> **Given exercise**: Your task is to copy every line of this material exactly.

:: Data supplied

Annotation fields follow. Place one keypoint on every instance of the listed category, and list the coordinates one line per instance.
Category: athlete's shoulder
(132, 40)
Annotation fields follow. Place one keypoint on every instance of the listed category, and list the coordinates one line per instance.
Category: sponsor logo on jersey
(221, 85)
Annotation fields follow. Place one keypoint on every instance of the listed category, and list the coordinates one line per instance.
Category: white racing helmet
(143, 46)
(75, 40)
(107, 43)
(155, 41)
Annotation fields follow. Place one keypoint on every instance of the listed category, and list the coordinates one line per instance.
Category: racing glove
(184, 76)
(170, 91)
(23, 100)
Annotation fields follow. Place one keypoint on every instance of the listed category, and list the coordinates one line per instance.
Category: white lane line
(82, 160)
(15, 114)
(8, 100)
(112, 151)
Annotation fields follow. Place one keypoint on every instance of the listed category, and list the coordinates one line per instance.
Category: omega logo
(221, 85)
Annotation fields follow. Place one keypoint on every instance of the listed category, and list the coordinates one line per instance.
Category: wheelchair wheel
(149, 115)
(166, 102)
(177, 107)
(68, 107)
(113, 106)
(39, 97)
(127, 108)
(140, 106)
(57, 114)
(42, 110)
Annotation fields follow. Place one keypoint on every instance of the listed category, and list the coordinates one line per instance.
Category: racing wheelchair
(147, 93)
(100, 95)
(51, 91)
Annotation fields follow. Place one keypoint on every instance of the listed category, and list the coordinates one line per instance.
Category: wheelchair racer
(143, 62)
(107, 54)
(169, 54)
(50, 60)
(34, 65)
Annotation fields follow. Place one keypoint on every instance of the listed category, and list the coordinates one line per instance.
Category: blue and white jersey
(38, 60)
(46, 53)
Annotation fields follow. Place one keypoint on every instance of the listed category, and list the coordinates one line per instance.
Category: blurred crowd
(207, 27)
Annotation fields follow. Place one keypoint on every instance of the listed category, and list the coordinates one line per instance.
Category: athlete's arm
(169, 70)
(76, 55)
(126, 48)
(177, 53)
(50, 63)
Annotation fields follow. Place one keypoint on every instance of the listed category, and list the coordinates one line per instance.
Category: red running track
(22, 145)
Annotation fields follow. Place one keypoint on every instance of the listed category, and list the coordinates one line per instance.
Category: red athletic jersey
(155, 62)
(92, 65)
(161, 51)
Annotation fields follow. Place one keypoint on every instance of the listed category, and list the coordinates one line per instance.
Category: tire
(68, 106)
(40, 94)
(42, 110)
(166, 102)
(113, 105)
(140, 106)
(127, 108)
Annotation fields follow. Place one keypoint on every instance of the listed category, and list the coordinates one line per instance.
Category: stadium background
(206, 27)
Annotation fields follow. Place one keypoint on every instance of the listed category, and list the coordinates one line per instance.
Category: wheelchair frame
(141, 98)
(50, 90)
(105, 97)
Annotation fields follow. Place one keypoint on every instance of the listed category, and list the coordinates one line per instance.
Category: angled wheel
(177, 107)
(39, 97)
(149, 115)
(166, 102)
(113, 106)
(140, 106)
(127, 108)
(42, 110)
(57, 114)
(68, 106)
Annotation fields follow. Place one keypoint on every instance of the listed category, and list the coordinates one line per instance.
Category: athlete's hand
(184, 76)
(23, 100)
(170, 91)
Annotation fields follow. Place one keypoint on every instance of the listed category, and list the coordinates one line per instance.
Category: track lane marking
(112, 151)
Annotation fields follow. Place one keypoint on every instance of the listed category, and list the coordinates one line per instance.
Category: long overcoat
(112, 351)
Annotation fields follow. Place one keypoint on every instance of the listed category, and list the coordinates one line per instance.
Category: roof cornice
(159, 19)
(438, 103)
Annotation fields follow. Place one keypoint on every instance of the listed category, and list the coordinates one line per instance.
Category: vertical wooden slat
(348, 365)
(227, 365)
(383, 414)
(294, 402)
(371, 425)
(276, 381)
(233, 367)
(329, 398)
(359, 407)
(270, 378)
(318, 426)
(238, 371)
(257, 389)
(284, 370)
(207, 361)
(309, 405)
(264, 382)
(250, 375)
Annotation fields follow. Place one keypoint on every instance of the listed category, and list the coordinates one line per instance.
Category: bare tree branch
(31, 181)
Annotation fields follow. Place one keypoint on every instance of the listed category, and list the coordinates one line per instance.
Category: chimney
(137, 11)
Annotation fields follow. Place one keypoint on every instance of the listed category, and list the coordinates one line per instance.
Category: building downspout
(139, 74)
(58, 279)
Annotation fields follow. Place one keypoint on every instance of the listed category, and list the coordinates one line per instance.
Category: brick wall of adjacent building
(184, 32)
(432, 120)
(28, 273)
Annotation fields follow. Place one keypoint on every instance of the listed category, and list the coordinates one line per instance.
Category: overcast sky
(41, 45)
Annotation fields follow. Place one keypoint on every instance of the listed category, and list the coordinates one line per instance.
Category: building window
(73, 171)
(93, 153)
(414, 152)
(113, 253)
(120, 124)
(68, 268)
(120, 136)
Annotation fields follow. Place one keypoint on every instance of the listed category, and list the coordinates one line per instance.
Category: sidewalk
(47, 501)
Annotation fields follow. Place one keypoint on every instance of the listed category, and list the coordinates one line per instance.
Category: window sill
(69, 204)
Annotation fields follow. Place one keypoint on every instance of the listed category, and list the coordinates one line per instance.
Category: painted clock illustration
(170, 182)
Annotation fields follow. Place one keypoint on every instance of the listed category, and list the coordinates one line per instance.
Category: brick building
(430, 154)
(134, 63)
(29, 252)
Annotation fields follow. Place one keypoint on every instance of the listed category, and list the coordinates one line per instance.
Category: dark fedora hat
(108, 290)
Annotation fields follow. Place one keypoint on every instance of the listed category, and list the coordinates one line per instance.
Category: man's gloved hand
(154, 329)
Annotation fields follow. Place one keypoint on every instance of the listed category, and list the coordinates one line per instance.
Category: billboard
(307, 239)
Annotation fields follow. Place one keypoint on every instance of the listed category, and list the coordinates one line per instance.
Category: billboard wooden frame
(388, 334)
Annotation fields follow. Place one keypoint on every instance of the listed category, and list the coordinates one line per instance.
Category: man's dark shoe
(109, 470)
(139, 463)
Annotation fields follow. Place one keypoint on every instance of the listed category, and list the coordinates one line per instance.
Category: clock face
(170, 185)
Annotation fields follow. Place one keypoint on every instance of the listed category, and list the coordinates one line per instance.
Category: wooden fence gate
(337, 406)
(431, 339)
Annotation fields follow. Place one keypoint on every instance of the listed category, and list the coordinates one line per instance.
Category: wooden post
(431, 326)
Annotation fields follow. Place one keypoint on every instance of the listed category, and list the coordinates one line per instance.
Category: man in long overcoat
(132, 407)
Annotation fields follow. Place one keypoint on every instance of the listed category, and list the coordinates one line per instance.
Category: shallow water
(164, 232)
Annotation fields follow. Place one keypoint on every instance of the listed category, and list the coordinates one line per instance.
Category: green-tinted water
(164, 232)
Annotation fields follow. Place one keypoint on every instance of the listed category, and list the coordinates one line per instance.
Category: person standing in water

::::

> **Response below**:
Annotation fields follow. Place one keypoint on every instance of the listed category, and list the coordinates one line per instance.
Category: athlete's shoulder
(132, 40)
Annotation fields follow. Place one keypoint on every instance of the listed category, and list the coordinates one line per instance.
Category: sponsor logo on jersey
(221, 85)
Annotation fields follow. Place one keypoint on every instance of the listed category, and list the coordinates one line per instance.
Category: white racing helmet
(143, 46)
(75, 40)
(107, 43)
(155, 41)
Annotation fields follow. Place one keypoint on every instance of the listed category, and list the coordinates one line per instance.
Category: racing glove
(184, 76)
(170, 91)
(23, 100)
Annotation fields follow. Place one keypoint on every instance of the listed category, and list the coordinates one line per instance.
Category: white lane line
(82, 160)
(15, 114)
(8, 100)
(112, 151)
Annotation fields follow. Place one keypoint on every instance of the listed category, and list the coordinates one line per instance.
Category: omega logo
(221, 85)
Annotation fields follow. Place one keypoint on every instance of the listed category, and list the coordinates one line per instance.
Category: wheelchair wheel
(149, 115)
(166, 102)
(177, 107)
(68, 107)
(113, 106)
(39, 97)
(127, 108)
(140, 106)
(57, 114)
(42, 110)
Annotation fields follow. Place one keypoint on every instance of the listed category, and list the coordinates one line per instance.
Category: racing wheelchair
(147, 93)
(100, 95)
(51, 91)
Annotation fields follow. Place one keypoint on every instance of the listed category, and list the coordinates one line per instance.
Category: wheelchair racer
(143, 62)
(107, 54)
(169, 54)
(50, 60)
(34, 65)
Annotation fields follow. Place one keypoint on every instance of the listed category, and list the coordinates one line per instance.
Category: blue and white jersey
(38, 60)
(46, 53)
Annotation fields follow. Place one keypoint on every instance of the listed category, and list the coordinates one line per instance.
Category: blurred crowd
(207, 27)
Annotation fields follow. Place one keypoint on every instance of the listed category, and list the coordinates one line per instance.
Category: athlete's arm
(169, 70)
(76, 55)
(126, 48)
(177, 53)
(50, 63)
Annotation fields follow. Place one keypoint on every instance of the listed category, and list the coordinates one line per instance.
Category: red running track
(22, 145)
Annotation fields follow. Place one keypoint on every instance of the listed category, and list the coordinates one line per instance.
Category: red athletic jersey
(155, 62)
(92, 65)
(161, 51)
Annotation fields follow. Place one keypoint on every instance of the listed category, and list the coordinates one line per instance.
Category: tire
(68, 106)
(40, 94)
(42, 110)
(166, 102)
(113, 105)
(140, 106)
(127, 108)
Annotation fields follow. Place one keypoint on every instance of the listed category, and list the coordinates one line per instance.
Category: stadium background
(206, 27)
Annotation fields follow. Place one keypoint on every instance of the listed category, and list the coordinates one line per instance.
Category: wheelchair frame
(141, 98)
(50, 90)
(105, 97)
Annotation fields follow. Place one keypoint on every instance of the listed category, and list the coordinates one line per instance.
Category: angled wheel
(177, 107)
(39, 97)
(149, 115)
(166, 102)
(113, 106)
(140, 106)
(127, 108)
(42, 110)
(57, 114)
(68, 106)
Annotation fields follow. Place one keypoint on every instance of the listed category, and list the coordinates one line per instance.
Category: athlete's hand
(184, 76)
(23, 100)
(170, 91)
Annotation fields follow. Place one keypoint on every instance of the listed category, and list the coordinates one line per instance.
Category: track lane marking
(112, 151)
Annotation fields follow. Place one keypoint on every instance of the listed category, and list the coordinates one line per instance.
Category: long overcoat
(112, 351)
Annotation fields follow. Place one keypoint on every instance of the listed category, and list the coordinates one line per instance.
Category: roof cornice
(159, 19)
(438, 103)
Annotation fields follow. Place one keypoint on every instance of the listed category, and list the coordinates one line per instance.
Category: vertical wooden slat
(348, 365)
(227, 365)
(383, 414)
(294, 402)
(371, 425)
(276, 381)
(233, 367)
(329, 398)
(359, 407)
(270, 378)
(318, 426)
(238, 371)
(257, 389)
(284, 370)
(207, 361)
(309, 405)
(264, 382)
(250, 375)
Annotation fields follow. Place one keypoint on every instance of the listed category, and list the coordinates one line per instance.
Category: bare tree branch
(31, 181)
Annotation fields follow. Place one keypoint on every instance of the listed category, and list the coordinates one line per instance.
Category: chimney
(137, 11)
Annotation fields follow. Place one keypoint on every instance of the listed category, and list the coordinates one line per instance.
Category: building downspout
(139, 74)
(58, 279)
Annotation fields follow. Place one keypoint on every instance of the listed category, and list the coordinates one line per instance.
Category: brick wall of adjacent building
(184, 32)
(432, 120)
(28, 273)
Annotation fields follow. Place one keypoint on every instance of the listed category, and list the coordinates one line per instance.
Category: overcast sky
(41, 45)
Annotation fields follow. Place one keypoint on every instance of the listed category, and list the coordinates one line per instance.
Category: building window
(73, 171)
(93, 153)
(414, 152)
(113, 253)
(120, 124)
(68, 268)
(120, 136)
Annotation fields follow. Place one keypoint on every instance of the listed category, and list the coordinates one line per instance.
Category: sidewalk
(47, 501)
Annotation fields follow. Place one keypoint on every instance of the listed category, and list the coordinates one line per instance.
Category: window sill
(69, 204)
Annotation fields follow. Place one keypoint on every instance of the listed category, and list the coordinates one line per instance.
Category: painted clock illustration
(170, 182)
Annotation fields follow. Place one keypoint on every instance of the listed category, and list the coordinates one line per instance.
Category: brick building
(430, 154)
(134, 63)
(29, 252)
Annotation fields follow. Place one keypoint on every instance of the listed category, and list the coordinates one line per instance.
Category: dark fedora hat
(108, 290)
Annotation fields follow. Place one keypoint on every instance of the listed category, and list the coordinates one line per instance.
Category: man's gloved hand
(154, 329)
Annotation fields follow. Place one keypoint on every instance of the listed category, and list the coordinates one line per instance.
Category: billboard
(307, 239)
Annotation fields follow. Place one keypoint on every instance of the listed category, and list the coordinates one line per instance.
Category: billboard wooden frame
(388, 334)
Annotation fields follow. Place one keypoint on every instance of the listed category, and list the coordinates one line per instance.
Category: man's dark shoe
(109, 470)
(139, 463)
Annotation fields follow. Place one keypoint on every instance of the listed category, and list the coordinates one line per instance.
Category: clock face
(170, 185)
Annotation fields follow. Place one keypoint on every instance of the listed category, and list the coordinates one line per instance.
Category: wooden fence gate
(337, 406)
(431, 339)
Annotation fields follow. Place one keypoint on every instance of the listed category, and list the coordinates one line per instance.
Category: wooden post
(431, 326)
Annotation fields follow. Place one keypoint on every instance of the listed category, and list the coordinates one line per instance.
Category: man in long overcoat
(132, 407)
Annotation fields follow. Place one keypoint on every instance of the listed category, and list the coordinates one line per instance.
Category: shallow water
(164, 232)
Annotation fields follow. Place one keypoint on every instance of the listed category, and list the coordinates one line per instance.
Category: green-tinted water
(164, 232)
Annotation fields follow. Place one keypoint on every instance of the listed category, and list the coordinates one line per instance.
Category: person standing in water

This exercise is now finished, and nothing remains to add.